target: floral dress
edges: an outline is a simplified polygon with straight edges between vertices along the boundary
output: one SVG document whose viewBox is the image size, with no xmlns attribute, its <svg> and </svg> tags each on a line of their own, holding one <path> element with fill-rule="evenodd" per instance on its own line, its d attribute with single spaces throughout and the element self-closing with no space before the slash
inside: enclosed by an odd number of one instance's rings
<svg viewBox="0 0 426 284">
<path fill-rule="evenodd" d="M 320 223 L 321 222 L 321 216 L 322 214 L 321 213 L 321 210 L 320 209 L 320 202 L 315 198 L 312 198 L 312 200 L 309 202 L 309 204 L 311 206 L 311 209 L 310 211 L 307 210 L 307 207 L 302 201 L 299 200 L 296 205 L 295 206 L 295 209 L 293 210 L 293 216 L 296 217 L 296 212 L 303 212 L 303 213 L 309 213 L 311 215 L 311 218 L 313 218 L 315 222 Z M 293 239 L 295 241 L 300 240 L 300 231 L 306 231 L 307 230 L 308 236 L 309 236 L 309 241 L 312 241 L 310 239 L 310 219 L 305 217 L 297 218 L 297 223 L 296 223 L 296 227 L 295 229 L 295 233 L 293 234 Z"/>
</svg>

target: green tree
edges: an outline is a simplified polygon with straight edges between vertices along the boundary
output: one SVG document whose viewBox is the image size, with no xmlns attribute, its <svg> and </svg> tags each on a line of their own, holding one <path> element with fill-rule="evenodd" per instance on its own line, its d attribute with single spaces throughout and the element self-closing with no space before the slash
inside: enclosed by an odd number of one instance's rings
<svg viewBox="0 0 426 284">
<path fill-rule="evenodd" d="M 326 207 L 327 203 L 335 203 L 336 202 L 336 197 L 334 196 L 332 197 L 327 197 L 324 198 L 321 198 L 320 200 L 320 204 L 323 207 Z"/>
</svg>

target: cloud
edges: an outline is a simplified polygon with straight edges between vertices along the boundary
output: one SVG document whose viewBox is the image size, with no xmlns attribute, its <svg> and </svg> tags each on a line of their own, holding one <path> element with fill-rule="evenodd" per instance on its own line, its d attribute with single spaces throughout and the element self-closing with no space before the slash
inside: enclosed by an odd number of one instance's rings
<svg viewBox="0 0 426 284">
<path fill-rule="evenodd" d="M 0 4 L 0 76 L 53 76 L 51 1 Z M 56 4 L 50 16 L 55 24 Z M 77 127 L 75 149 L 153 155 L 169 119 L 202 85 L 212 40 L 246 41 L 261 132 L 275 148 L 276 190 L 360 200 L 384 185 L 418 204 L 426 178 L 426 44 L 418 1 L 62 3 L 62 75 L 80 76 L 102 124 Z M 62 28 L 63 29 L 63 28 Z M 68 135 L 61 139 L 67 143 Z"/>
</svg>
=======
**WHAT YOU ARE ASKED TO DO**
Rewrite the stretch from the line containing "target: cloud" through the end of the rows, requests included, multiplying every viewBox value and path coordinate in the answers by 2 and rounding to whole numbers, with halves rounded up.

**FINISHED TASK**
target: cloud
edges: an outline is a simplified polygon with straight edges between vertices along the boundary
output: one SVG document whose viewBox is the image size, with no xmlns attribute, its <svg> and </svg> tags each on a line of their own, holding one <path> element with fill-rule="evenodd" per instance on its own line, its d attribute with single spaces throughout and the element self-closing with no space before the slash
inside: enclosed by an odd number of one instance's rings
<svg viewBox="0 0 852 568">
<path fill-rule="evenodd" d="M 0 8 L 0 152 L 106 152 L 102 2 Z M 112 8 L 100 32 L 110 48 Z M 154 254 L 150 298 L 306 310 L 338 238 L 404 170 L 424 80 L 492 82 L 522 264 L 550 296 L 552 380 L 720 400 L 768 370 L 836 408 L 852 356 L 852 88 L 836 2 L 124 6 L 124 150 L 160 152 L 204 248 Z M 124 56 L 126 58 L 126 56 Z M 136 270 L 122 278 L 134 286 Z"/>
</svg>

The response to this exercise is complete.